▶ **Objective**:
Pictures excluded, retype the lines from the one containing "[indicate] the leafy" through the last line of the data below, both included.

[Object location annotation data]
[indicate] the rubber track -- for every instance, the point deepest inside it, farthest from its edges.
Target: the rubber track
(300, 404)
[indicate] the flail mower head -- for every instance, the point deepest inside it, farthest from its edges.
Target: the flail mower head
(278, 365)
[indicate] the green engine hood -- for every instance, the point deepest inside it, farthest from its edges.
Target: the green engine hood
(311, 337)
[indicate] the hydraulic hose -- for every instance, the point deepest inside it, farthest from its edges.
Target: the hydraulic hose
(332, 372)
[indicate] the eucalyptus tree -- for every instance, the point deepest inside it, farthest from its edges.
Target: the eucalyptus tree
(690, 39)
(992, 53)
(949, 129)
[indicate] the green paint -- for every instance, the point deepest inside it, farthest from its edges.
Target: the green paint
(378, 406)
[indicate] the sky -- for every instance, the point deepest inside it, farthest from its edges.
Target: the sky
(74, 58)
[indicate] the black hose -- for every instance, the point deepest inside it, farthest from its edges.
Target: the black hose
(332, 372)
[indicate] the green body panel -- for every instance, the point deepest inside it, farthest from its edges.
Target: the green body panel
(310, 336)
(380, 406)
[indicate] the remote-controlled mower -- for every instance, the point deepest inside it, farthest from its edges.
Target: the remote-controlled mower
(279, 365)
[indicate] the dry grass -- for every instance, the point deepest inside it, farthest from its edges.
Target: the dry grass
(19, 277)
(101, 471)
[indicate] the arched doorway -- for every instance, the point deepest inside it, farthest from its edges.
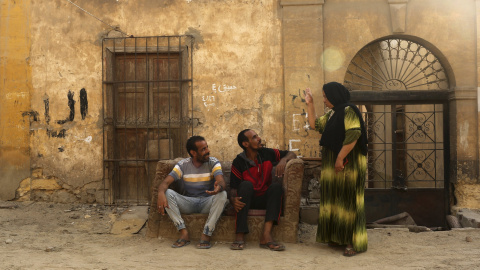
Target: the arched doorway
(402, 88)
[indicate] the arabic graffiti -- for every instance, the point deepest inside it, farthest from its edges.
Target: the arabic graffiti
(223, 88)
(208, 101)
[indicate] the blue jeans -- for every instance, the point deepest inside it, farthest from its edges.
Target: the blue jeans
(179, 204)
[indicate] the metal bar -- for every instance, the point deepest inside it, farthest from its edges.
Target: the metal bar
(103, 116)
(383, 61)
(394, 145)
(145, 81)
(169, 130)
(446, 156)
(180, 84)
(362, 69)
(410, 63)
(398, 58)
(125, 113)
(147, 151)
(191, 78)
(135, 180)
(156, 71)
(418, 65)
(405, 57)
(362, 77)
(376, 62)
(367, 62)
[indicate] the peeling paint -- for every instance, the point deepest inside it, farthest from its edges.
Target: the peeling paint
(83, 103)
(464, 135)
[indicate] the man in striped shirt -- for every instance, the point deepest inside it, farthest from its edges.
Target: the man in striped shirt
(252, 186)
(204, 191)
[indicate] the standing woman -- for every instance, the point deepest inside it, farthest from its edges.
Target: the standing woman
(341, 219)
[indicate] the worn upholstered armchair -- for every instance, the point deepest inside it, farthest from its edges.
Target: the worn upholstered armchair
(286, 231)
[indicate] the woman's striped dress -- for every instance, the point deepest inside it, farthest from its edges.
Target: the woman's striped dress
(342, 211)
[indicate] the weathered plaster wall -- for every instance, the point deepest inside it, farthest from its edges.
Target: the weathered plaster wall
(51, 103)
(15, 91)
(238, 43)
(448, 28)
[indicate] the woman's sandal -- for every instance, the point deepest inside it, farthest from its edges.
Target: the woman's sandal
(273, 246)
(349, 252)
(180, 243)
(237, 245)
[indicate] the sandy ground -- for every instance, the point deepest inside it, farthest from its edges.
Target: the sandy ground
(58, 236)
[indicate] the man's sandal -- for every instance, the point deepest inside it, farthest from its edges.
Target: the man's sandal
(203, 244)
(349, 252)
(273, 246)
(180, 243)
(237, 245)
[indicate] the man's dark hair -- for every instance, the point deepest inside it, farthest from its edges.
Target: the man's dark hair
(191, 143)
(242, 138)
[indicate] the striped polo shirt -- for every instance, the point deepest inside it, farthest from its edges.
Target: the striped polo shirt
(196, 180)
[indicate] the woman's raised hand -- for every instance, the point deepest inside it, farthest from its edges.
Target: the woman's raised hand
(308, 96)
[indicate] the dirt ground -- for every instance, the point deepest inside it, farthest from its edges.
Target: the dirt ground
(58, 236)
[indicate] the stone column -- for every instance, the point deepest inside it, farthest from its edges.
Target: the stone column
(15, 92)
(302, 51)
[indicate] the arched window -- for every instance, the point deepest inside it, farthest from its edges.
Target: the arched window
(395, 64)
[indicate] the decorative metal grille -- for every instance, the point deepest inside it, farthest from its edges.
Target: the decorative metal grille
(147, 101)
(406, 147)
(395, 64)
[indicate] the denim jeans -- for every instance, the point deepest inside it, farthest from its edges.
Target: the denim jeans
(179, 204)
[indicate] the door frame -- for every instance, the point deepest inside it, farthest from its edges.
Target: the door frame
(375, 198)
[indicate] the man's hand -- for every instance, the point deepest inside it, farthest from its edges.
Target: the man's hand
(339, 165)
(280, 169)
(162, 203)
(217, 188)
(237, 204)
(308, 96)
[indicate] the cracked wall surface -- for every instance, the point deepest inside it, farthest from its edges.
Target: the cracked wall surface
(252, 60)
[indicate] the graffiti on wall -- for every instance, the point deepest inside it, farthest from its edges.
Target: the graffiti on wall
(209, 100)
(302, 141)
(34, 116)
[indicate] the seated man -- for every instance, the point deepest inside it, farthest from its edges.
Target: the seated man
(252, 186)
(204, 191)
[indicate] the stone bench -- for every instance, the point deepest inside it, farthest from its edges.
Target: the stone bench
(286, 231)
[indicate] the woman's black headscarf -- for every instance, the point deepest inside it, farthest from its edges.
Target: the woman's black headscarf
(334, 132)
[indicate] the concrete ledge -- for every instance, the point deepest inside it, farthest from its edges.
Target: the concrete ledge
(469, 218)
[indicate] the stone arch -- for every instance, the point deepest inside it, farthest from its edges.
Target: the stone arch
(399, 63)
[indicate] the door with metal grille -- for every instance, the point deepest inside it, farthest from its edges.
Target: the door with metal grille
(147, 82)
(401, 88)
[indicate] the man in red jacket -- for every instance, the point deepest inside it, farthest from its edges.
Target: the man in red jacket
(252, 186)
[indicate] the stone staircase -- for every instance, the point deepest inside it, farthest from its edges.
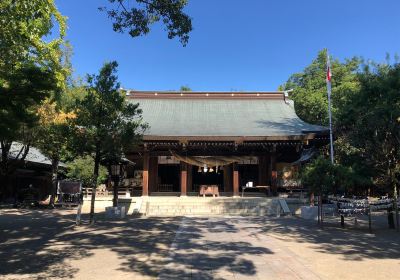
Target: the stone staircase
(209, 206)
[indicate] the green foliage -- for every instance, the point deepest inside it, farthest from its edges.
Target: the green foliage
(319, 176)
(310, 94)
(82, 169)
(136, 18)
(371, 120)
(366, 119)
(110, 124)
(32, 67)
(23, 26)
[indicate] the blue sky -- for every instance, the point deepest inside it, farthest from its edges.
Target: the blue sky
(235, 45)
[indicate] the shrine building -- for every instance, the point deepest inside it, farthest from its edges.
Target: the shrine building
(227, 140)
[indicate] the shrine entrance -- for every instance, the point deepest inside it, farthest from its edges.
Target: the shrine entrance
(210, 177)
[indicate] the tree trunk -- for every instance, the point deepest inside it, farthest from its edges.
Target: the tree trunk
(396, 208)
(54, 180)
(115, 192)
(94, 183)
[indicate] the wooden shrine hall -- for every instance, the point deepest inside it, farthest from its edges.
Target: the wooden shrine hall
(221, 140)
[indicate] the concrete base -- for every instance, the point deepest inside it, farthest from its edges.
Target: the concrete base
(115, 212)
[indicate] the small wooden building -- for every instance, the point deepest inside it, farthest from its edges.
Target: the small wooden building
(224, 139)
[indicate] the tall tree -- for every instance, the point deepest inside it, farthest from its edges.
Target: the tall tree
(31, 67)
(52, 137)
(109, 124)
(310, 95)
(136, 17)
(371, 120)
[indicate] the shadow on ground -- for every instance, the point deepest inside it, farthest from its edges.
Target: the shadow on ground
(352, 243)
(40, 243)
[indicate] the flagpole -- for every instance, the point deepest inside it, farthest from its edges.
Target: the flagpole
(329, 89)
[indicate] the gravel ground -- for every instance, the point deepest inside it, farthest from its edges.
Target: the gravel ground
(45, 244)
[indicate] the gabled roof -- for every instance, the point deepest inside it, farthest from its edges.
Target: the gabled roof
(251, 116)
(34, 155)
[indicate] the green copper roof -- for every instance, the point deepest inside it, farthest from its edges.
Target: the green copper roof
(222, 117)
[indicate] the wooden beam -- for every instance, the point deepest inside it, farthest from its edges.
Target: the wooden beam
(235, 180)
(190, 177)
(273, 173)
(183, 179)
(145, 190)
(228, 178)
(153, 174)
(262, 171)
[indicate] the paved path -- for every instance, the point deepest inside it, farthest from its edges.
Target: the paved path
(230, 248)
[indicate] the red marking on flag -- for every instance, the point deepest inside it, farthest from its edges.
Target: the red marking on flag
(328, 74)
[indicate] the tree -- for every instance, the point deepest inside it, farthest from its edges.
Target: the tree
(318, 176)
(109, 124)
(52, 136)
(136, 18)
(371, 119)
(31, 68)
(310, 95)
(81, 168)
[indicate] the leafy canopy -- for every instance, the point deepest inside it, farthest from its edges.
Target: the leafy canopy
(81, 169)
(310, 94)
(136, 18)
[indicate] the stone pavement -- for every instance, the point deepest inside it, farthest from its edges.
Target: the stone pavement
(230, 248)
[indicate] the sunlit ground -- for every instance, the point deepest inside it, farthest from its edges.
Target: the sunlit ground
(45, 244)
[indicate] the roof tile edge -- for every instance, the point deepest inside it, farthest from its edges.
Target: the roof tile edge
(205, 95)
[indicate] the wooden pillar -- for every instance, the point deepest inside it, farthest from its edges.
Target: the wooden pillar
(273, 173)
(190, 177)
(145, 190)
(235, 180)
(262, 171)
(228, 178)
(183, 179)
(153, 174)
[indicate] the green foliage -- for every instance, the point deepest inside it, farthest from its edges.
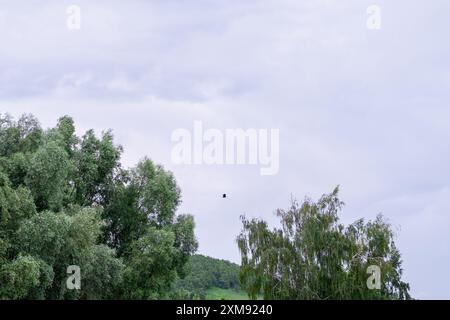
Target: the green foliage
(313, 256)
(66, 201)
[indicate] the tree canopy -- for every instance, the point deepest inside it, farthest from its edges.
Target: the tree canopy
(66, 200)
(313, 256)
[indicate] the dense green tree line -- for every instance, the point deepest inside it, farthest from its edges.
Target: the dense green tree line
(203, 273)
(66, 200)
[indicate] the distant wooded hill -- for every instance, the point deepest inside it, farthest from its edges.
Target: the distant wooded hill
(204, 275)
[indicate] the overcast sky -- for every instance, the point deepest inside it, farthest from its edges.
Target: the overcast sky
(366, 109)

▶ **Response to this exercise**:
[indicate] the leafy canopy -- for every instance, the point deepest inside it, farthest from its edges.
Target: the leafy canopy
(81, 169)
(310, 94)
(136, 18)
[indicate] the stone pavement -- for every instance, the point deepest inside it, farthest from its edges.
Target: the stone pavement
(230, 248)
[indicate] the sunlit ground -- for every instance, the point deepest inside it, farthest from its edges.
Target: the sunlit ground
(45, 244)
[indicate] the roof tile edge -- for every instance, the point deepest inside it, farthest from its edges.
Target: the roof tile edge
(205, 95)
[indicate] the wooden pillar -- for every instance, the point deepest inside it, farthest from its edges.
Target: the wooden pillar
(273, 173)
(190, 177)
(145, 190)
(235, 180)
(262, 171)
(228, 178)
(183, 179)
(153, 174)
[indicate] the green foliage -- for every instance, the point deepest inside it, farthest from its edges.
Target: the green foliage
(313, 256)
(66, 201)
[indicate] the tree canopy -- for every instance, the point deepest inside it, farthest from its edges.
Target: the tree canopy
(66, 200)
(313, 256)
[indicate] the dense green tree line -- for every instance, the point deepest inside it, farthest from its edges.
Target: the dense green tree line
(203, 273)
(66, 200)
[indicate] the distant wooded hill -- for every instance, the point deepest inside it, farthest from its edges.
Target: the distant wooded hill
(204, 275)
[indicate] the overcast sky -- for every instance, the point deepest inside it, farthest from its edges.
Target: the overcast sky
(366, 109)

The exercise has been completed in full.